▶ [How to complete this task]
Return all the records, each one exactly as given.

▶ [Records shown]
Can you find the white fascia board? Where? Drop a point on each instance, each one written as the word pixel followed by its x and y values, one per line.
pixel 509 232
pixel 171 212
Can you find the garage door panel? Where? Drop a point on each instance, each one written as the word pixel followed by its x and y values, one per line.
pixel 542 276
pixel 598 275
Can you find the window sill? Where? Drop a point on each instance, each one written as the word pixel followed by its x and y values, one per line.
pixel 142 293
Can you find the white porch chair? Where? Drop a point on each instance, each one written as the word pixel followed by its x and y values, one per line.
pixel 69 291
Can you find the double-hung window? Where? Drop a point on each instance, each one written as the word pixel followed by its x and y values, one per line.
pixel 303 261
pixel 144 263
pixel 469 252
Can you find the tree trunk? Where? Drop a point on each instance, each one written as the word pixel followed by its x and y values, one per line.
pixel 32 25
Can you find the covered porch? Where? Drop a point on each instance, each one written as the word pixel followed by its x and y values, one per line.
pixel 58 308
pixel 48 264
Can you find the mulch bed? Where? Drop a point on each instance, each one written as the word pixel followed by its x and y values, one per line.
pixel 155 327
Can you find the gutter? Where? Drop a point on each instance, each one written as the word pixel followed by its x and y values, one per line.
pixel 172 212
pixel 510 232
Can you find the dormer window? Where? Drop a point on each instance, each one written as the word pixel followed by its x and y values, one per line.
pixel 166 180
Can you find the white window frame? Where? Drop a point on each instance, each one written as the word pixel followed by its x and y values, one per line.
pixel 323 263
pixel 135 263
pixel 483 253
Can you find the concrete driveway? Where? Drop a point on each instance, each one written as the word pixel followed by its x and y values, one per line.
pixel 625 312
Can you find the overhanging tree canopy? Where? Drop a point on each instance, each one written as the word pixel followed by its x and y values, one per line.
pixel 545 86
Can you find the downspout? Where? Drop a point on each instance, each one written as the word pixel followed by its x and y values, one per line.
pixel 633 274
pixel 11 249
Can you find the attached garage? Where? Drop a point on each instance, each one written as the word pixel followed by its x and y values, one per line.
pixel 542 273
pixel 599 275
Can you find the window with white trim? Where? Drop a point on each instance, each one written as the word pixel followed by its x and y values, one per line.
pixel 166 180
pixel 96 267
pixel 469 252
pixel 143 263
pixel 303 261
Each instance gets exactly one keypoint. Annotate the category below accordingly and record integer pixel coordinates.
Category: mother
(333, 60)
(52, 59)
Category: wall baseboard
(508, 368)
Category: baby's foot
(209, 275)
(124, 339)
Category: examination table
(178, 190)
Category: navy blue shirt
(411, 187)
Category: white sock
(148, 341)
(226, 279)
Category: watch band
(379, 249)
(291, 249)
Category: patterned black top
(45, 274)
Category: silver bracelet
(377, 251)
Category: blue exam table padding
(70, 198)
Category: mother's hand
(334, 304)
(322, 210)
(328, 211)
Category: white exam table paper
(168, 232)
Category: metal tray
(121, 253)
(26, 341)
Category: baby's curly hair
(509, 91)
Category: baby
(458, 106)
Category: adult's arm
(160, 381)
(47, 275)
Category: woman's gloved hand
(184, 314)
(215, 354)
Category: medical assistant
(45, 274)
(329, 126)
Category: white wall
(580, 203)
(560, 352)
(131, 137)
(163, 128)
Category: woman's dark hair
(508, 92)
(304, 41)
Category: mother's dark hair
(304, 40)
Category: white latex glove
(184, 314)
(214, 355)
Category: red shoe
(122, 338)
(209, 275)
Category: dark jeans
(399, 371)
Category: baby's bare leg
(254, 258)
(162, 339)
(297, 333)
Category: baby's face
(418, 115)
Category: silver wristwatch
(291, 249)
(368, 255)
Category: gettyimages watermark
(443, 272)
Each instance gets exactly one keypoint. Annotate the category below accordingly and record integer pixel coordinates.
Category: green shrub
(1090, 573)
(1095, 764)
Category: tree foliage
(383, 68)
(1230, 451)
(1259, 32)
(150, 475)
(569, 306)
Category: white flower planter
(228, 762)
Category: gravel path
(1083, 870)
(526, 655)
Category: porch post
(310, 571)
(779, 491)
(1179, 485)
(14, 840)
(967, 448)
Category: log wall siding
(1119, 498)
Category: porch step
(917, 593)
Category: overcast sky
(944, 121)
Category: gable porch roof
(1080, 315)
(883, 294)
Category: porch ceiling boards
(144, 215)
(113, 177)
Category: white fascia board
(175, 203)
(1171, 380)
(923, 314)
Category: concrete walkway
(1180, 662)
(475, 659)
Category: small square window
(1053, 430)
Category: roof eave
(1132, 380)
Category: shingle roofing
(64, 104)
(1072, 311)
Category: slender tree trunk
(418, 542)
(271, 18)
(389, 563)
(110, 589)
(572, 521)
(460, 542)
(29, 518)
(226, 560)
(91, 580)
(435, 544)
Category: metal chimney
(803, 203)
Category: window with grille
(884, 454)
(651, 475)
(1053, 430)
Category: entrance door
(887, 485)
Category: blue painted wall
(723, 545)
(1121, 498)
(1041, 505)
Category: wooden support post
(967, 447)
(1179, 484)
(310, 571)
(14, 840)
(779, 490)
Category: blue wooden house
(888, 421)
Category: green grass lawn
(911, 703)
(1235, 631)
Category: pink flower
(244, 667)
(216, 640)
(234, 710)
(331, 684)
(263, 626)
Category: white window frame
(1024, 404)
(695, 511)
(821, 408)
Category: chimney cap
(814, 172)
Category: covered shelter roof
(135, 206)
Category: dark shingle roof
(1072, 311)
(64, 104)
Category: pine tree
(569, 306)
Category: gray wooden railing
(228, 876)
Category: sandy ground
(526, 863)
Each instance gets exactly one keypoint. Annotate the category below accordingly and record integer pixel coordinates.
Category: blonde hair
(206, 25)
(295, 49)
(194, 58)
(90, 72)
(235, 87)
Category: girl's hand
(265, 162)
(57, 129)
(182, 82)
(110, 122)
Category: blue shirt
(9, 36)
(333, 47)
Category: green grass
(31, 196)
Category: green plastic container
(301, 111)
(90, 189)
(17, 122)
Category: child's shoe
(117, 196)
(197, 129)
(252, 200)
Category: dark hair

▶ [Output]
Can you find the white fascia board? Where? Drop a point on each instance, each one written as the word pixel followed by its x and y values, one per line.
pixel 509 232
pixel 171 212
Can you find the garage door panel? Where? Drop a point on each instance, each one written as the word pixel followed by its x and y values, one per line.
pixel 542 276
pixel 598 275
Can you find the window sill? Where? Drop a point on each instance, each one written as the word pixel followed by its x and y values, one per line.
pixel 142 293
Can you find the white porch chair? Where? Drop a point on each instance, each one written as the word pixel followed by its x and y values, one per line.
pixel 69 291
Can you find the double-hung window? Where? Drop a point on each instance, each one written as the word pixel followed by its x and y values, one per line.
pixel 303 261
pixel 144 263
pixel 469 252
Can you find the tree trunk? Where? Drop a point on each instance, each one written as the word pixel followed by its x and y values, one per line.
pixel 32 25
Can you find the covered porch? Where? Drop a point on each instance, each one written as the word pixel followed by its x and y values, one per line.
pixel 58 308
pixel 48 264
Can you find the mulch bed? Where? Drop a point on each instance, each one written as the word pixel followed by its x and y values, one per line.
pixel 155 327
Can you find the gutter? Where? Drop a point on each instance, each one written as the word pixel followed by its x and y values, one per line.
pixel 172 212
pixel 510 232
Can you find the dormer window? Where? Drop a point on each instance, each one written as the word pixel followed by its x and y values, one per line.
pixel 166 180
Can you find the white window frame? Where? Drop a point on each instance, each one written as the word pixel followed by its x and y values, one per line.
pixel 323 263
pixel 135 263
pixel 483 253
Can you find the concrete driveway? Where? Drop a point on each instance, each one written as the word pixel followed by its x and y values, one per line.
pixel 625 312
Can you find the overhanging tree canopy? Where? Drop a point on each instance, each one written as the word pixel followed by its x and y values, one per line.
pixel 545 86
Can you find the downspout? Where? Drop a point on each instance, each one written as the word pixel followed by its x and y values, one per line.
pixel 633 274
pixel 11 249
Can you find the attached garage? Where? Drop a point on each instance, each one written as the word pixel followed by its x and y values, one per line.
pixel 542 273
pixel 599 275
Can you find the window with white trim? Where? Drop a point on each instance, each one written as the word pixel followed by its x and y values, one per line.
pixel 166 180
pixel 96 267
pixel 469 252
pixel 143 263
pixel 303 261
Each instance gets exactly one keypoint. Annotate the category below accordingly and record integer pixel coordinates.
Category: mother
(333, 60)
(52, 59)
Category: wall baseboard
(508, 368)
Category: baby's foot
(209, 275)
(124, 339)
Category: examination table
(178, 190)
Category: navy blue shirt
(411, 187)
Category: white sock
(148, 341)
(226, 279)
Category: watch band
(379, 249)
(291, 249)
Category: patterned black top
(45, 274)
Category: silver bracelet
(377, 251)
Category: blue exam table padding
(70, 198)
Category: mother's hand
(334, 304)
(322, 210)
(328, 211)
Category: white exam table paper
(168, 232)
Category: metal tray
(121, 253)
(26, 341)
Category: baby's curly hair
(509, 91)
Category: baby
(458, 106)
Category: adult's arm
(160, 381)
(47, 275)
Category: woman's gloved hand
(184, 314)
(215, 354)
Category: medical assistant
(45, 274)
(329, 126)
Category: white wall
(580, 203)
(560, 352)
(131, 137)
(163, 128)
Category: woman's dark hair
(508, 92)
(304, 41)
Category: mother's dark hair
(304, 40)
Category: white latex glove
(184, 314)
(214, 355)
Category: red shoe
(122, 338)
(209, 275)
Category: dark jeans
(399, 371)
Category: baby's bare leg
(254, 258)
(162, 339)
(297, 333)
Category: baby's face
(418, 115)
Category: silver wristwatch
(291, 249)
(368, 255)
Category: gettyimages watermark
(443, 272)
Each instance gets exactly one keypoint. Annotate the category below accordingly and record integer pixel coordinates.
Category: green shrub
(1090, 573)
(1095, 764)
Category: tree foliage
(383, 68)
(1230, 451)
(1259, 32)
(150, 475)
(569, 306)
Category: white flower planter
(228, 762)
Category: gravel path
(1083, 870)
(526, 655)
Category: porch post
(310, 571)
(779, 491)
(1179, 485)
(14, 840)
(967, 448)
Category: log wall siding
(1119, 498)
Category: porch step
(917, 593)
Category: overcast sky
(944, 121)
Category: gable porch roof
(1080, 315)
(883, 294)
Category: porch ceiling boards
(144, 215)
(113, 177)
Category: white fascia board
(175, 203)
(1171, 380)
(923, 314)
Category: concrete walkway
(1180, 662)
(475, 659)
Category: small square window
(1053, 430)
Category: roof eave
(1132, 380)
Category: shingle roofing
(64, 104)
(1072, 311)
Category: slender tree trunk
(418, 542)
(271, 18)
(389, 563)
(110, 589)
(572, 521)
(460, 542)
(29, 518)
(226, 560)
(91, 580)
(435, 544)
Category: metal chimney
(803, 203)
Category: window with grille
(884, 454)
(651, 475)
(1053, 430)
Category: entrance door
(887, 485)
Category: blue painted wall
(723, 545)
(1121, 498)
(1041, 505)
Category: wooden support post
(967, 447)
(1179, 484)
(310, 571)
(14, 840)
(779, 490)
Category: blue wooden house
(888, 421)
Category: green grass lawn
(911, 703)
(1235, 631)
Category: pink flower
(244, 667)
(216, 640)
(234, 710)
(331, 684)
(263, 626)
Category: white window frame
(1024, 404)
(695, 511)
(821, 408)
Category: chimney cap
(814, 172)
Category: covered shelter roof
(135, 206)
Category: dark shingle roof
(1072, 311)
(64, 104)
Category: pine tree
(569, 306)
Category: gray wooden railing
(228, 876)
Category: sandy ground
(526, 863)
Each instance gets exactly one keypoint. Annotate the category below accordingly and record integer pixel coordinates.
Category: blonde hair
(206, 25)
(295, 49)
(194, 58)
(90, 72)
(235, 87)
Category: girl's hand
(265, 162)
(57, 129)
(182, 82)
(110, 122)
Category: blue shirt
(9, 36)
(333, 47)
Category: green grass
(31, 196)
Category: green plastic container
(301, 111)
(90, 189)
(17, 122)
Category: child's shoe
(117, 196)
(197, 129)
(252, 200)
Category: dark hair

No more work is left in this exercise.